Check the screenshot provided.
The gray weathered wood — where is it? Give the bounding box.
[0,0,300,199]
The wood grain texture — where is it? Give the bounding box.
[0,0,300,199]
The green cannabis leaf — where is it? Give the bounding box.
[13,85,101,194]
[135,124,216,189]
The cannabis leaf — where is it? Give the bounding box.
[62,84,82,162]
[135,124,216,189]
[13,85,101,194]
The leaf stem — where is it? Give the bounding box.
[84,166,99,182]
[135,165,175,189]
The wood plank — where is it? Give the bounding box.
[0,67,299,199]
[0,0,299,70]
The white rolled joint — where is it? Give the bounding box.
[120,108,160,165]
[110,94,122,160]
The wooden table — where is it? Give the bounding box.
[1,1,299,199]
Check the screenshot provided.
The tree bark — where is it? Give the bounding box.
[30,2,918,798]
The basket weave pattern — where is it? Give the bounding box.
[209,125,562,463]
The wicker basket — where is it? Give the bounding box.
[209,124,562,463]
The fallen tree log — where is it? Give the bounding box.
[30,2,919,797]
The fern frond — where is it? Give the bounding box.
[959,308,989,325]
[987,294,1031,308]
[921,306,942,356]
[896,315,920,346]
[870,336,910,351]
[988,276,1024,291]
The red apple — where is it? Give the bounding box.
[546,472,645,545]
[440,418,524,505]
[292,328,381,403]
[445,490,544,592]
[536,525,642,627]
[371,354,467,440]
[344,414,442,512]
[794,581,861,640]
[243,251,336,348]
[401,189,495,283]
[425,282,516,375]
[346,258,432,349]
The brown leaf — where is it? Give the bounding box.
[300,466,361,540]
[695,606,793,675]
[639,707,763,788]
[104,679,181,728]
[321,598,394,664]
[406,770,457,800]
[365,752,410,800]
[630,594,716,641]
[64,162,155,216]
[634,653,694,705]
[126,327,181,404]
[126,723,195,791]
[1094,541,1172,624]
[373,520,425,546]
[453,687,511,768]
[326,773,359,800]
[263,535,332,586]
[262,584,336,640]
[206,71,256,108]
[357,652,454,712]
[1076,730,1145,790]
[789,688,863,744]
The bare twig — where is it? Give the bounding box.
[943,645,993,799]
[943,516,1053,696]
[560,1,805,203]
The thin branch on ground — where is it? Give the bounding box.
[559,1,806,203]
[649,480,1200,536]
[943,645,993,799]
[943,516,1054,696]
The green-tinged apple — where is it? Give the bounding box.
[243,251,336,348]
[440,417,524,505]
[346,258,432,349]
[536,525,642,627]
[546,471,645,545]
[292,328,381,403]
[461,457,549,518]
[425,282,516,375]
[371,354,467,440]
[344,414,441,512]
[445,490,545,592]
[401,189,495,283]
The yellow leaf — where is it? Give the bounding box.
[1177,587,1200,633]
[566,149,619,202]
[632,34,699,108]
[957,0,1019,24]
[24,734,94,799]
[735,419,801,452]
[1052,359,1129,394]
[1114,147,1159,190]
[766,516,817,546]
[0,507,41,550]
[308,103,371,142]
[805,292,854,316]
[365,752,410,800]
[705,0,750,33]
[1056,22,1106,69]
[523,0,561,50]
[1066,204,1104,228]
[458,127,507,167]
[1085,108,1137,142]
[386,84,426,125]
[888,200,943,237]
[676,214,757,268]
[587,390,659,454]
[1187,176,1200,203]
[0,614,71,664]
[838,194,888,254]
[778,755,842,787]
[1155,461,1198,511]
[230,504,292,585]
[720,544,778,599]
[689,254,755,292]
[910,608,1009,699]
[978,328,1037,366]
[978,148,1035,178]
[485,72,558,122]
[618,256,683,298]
══════
REQUIREMENT
Could you copy out all of the records above exactly?

ANSWER TO THIS EXERCISE
Check the screenshot provided.
The gray weathered wood — where is it? Give the bounding box.
[0,0,300,199]
The wood grain texture — where is it? Give the bounding box.
[0,0,300,199]
The green cannabis leaf — where is it? Give the bounding box.
[13,85,101,194]
[135,124,216,189]
The cannabis leaf — where is it? Give the bounding box.
[62,84,82,162]
[135,124,216,189]
[13,85,101,194]
The leaf stem — where is it? Give the bounding box.
[84,166,99,182]
[135,165,175,189]
The wood plank — where is it? Give the bounding box.
[0,67,299,199]
[0,0,299,70]
The white rolled joint — where is it? Give the bounding box.
[120,108,160,165]
[110,94,122,160]
The wooden table — where is it? Give the bounding box.
[1,1,299,199]
Check the screenshot provided.
The tree bark — where is it? Give the bounding box.
[30,2,918,798]
The basket weave pattern — where is it? Give the bounding box.
[209,125,562,463]
The wicker basket — where is it? Give the bounding box.
[209,124,562,463]
The fallen tree log — where is it? Give the bounding box.
[30,2,919,797]
The fern frond — where is it? Give the bounding box.
[959,308,989,325]
[987,294,1031,308]
[921,306,942,356]
[896,315,920,346]
[870,336,910,351]
[988,276,1024,291]
The red apple — where is it? Give the bounding box.
[546,472,645,545]
[440,418,524,505]
[292,328,381,403]
[445,490,544,592]
[536,525,642,627]
[371,354,467,440]
[344,414,442,512]
[794,581,861,640]
[243,251,336,348]
[401,189,495,283]
[425,282,516,375]
[346,258,432,349]
The brown leaf — where is it? Give the bounding box.
[300,466,361,540]
[695,606,793,675]
[639,707,763,788]
[104,679,181,728]
[321,598,394,664]
[406,770,457,800]
[365,752,410,800]
[630,594,716,641]
[64,162,155,216]
[634,653,694,705]
[126,327,181,404]
[126,723,195,791]
[1094,541,1172,624]
[373,520,425,546]
[453,687,511,768]
[326,773,359,800]
[263,535,332,586]
[262,584,336,640]
[206,71,256,108]
[357,652,454,712]
[1076,730,1145,790]
[789,688,863,744]
The bare twig — where is it? Give the bounding box.
[943,645,993,799]
[943,516,1053,696]
[560,1,805,203]
The thin branch on ground — where is it? Give the bounding box.
[559,1,806,203]
[649,480,1200,536]
[943,645,993,799]
[943,516,1054,696]
The green-tinged apple — where is it? Give the bounding box.
[243,251,336,348]
[440,417,524,505]
[346,258,432,349]
[536,525,642,627]
[546,471,645,545]
[292,328,381,403]
[461,457,549,518]
[425,282,516,375]
[371,354,467,440]
[344,414,441,512]
[445,490,545,592]
[401,189,495,283]
The yellow leaf — where is it? Give the bounding box.
[1177,587,1200,633]
[566,149,619,202]
[632,34,699,108]
[957,0,1019,24]
[24,734,94,799]
[735,419,801,452]
[1052,359,1129,394]
[1114,147,1159,190]
[766,516,817,546]
[0,507,41,550]
[308,103,371,142]
[805,292,854,316]
[365,752,410,800]
[705,0,750,33]
[1056,22,1106,69]
[523,0,561,50]
[1066,204,1104,228]
[458,127,507,167]
[1085,108,1137,142]
[386,84,426,125]
[888,200,943,237]
[676,214,757,268]
[587,390,659,454]
[1187,176,1200,203]
[0,614,71,664]
[838,194,888,254]
[778,755,842,787]
[1155,461,1198,511]
[230,504,292,585]
[720,544,778,599]
[689,254,755,292]
[910,608,1009,699]
[978,328,1037,366]
[978,148,1035,178]
[485,72,558,122]
[618,256,683,298]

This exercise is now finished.